Oklahoma stands to benefit the most if obesity levels remain steady. This would provide a potential savings of $1,200 per adult or a savings of more than $3.2 billion for the state.

Colorado is estimated to have the lowest obesity rate.

Overall, the United States spends about $1.8 trillion a year in medical costs associated with chronic diseases such as diabetes, heart disease and cancer, and all three are linked to smoking and obesity, the nation's two largest risk factors, according to the  report.

Smoking is still the No. 1 preventable cause of death in the country, accounting for about 440,000 deaths annually, the report says.

About one in five Americans smoke. More than 3 million people quit smoking this past year. The percentage of people who smoke varies by state, from 9.3% in Utah to more than 25% in Kentucky, Indiana and West Virginia, the study says.

This report comes as the country struggles to find ways to curb medical costs and Congress debates health care legislation.

### Work instruction 1
Rewrite the obesity and smoking passage starting at "Colorado is estimated" and ending at "the study says.", changing "the United States" to "the nation".
### Work instruction 2
Write what comes next in the obesity and smoking passage, picking up after its final sentence.
The entries are not needed for any task.

### Given data
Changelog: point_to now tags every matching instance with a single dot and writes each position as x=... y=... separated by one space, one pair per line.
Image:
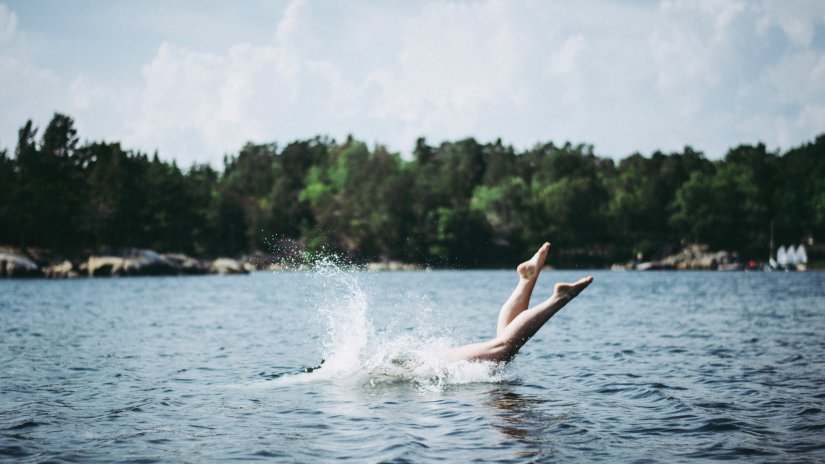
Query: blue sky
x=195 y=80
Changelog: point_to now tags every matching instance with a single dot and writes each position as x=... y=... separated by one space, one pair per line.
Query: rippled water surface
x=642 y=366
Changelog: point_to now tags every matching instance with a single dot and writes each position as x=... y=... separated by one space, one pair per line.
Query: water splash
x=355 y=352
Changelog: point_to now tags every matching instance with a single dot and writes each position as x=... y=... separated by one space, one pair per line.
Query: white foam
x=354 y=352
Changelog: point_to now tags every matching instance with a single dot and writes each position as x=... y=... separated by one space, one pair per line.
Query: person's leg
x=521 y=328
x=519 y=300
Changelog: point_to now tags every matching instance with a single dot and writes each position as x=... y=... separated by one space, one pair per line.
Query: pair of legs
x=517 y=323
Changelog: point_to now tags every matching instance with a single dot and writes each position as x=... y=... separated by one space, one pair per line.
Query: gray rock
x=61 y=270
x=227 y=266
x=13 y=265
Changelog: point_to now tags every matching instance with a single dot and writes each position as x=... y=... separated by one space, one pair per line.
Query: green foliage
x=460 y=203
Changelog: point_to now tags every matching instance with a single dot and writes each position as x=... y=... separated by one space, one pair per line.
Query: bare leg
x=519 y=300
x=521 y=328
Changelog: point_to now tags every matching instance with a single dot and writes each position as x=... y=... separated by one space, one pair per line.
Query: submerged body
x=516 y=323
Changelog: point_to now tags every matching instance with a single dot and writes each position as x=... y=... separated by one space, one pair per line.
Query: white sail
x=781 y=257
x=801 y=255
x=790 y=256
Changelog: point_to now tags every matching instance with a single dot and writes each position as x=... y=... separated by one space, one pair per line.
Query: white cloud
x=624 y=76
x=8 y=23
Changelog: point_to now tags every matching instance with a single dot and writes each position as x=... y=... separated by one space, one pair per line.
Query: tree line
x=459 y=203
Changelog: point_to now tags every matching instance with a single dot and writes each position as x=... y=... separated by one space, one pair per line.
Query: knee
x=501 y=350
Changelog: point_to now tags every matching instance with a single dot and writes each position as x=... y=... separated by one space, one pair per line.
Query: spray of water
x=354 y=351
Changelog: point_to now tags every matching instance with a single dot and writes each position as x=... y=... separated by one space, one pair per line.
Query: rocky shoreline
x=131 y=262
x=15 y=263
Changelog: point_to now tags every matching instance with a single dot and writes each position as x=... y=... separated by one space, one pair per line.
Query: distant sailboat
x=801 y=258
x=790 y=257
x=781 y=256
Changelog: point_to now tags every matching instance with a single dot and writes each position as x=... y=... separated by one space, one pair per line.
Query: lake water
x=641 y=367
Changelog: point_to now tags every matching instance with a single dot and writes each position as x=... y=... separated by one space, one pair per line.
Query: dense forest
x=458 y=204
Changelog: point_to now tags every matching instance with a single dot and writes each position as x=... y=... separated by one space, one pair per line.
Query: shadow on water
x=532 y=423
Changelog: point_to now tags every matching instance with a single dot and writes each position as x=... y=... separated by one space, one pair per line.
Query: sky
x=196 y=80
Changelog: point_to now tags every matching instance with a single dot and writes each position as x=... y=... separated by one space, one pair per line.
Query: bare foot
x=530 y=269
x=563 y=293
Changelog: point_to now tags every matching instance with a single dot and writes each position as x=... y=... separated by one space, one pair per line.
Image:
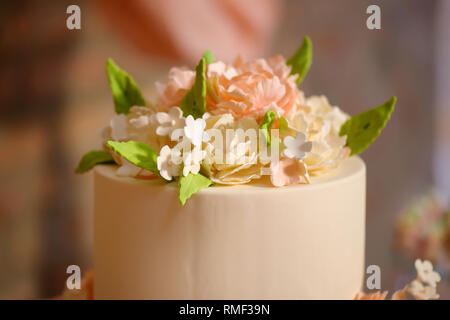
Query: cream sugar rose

### Answer space 1
Colorado is estimated to have the lowest obesity rate.

Overall, the nation spends about $1.8 trillion a year in medical costs associated with chronic diseases such as diabetes, heart disease and cancer, and all three are linked to smoking and obesity, the nation's two largest risk factors, according to the  report.

Smoking is still the No. 1 preventable cause of death in the country, accounting for about 440,000 deaths annually, the report says.

About one in five Americans smoke. More than 3 million people quit smoking this past year. The percentage of people who smoke varies by state, from 9.3% in Utah to more than 25% in Kentucky, Indiana and West Virginia, the study says.

### Answer space 2
"Obesity is going to be a leading driver in rising health-care costs," says Kenneth Thorpe who is also the chairman of the department of health policy and management at Emory University in Atlanta.

"There is a tsunami of chronic preventable disease about to be unleashed into our medical-care system which is increasingly unaffordable," says Reed Tuckson of United Health Foundation, sponsor of the report with the American Public Health Association and Partnership for Prevention.

"This report is an urgent call to take much more aggressive action to deal with key disease risk factors such as obesity and smoking," Tuckson says.